• **Task goal**: Copy out the listing that follows in its entirety, keeping it exactly the same.
##### Data to examine #####
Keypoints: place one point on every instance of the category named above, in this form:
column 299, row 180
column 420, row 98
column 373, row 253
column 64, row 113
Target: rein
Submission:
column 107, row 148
#####
• **Answer for the task**:
Keypoints: place one point on every instance of the category named above, in this form:
column 299, row 180
column 420, row 98
column 373, row 253
column 64, row 113
Target: rein
Submission:
column 107, row 148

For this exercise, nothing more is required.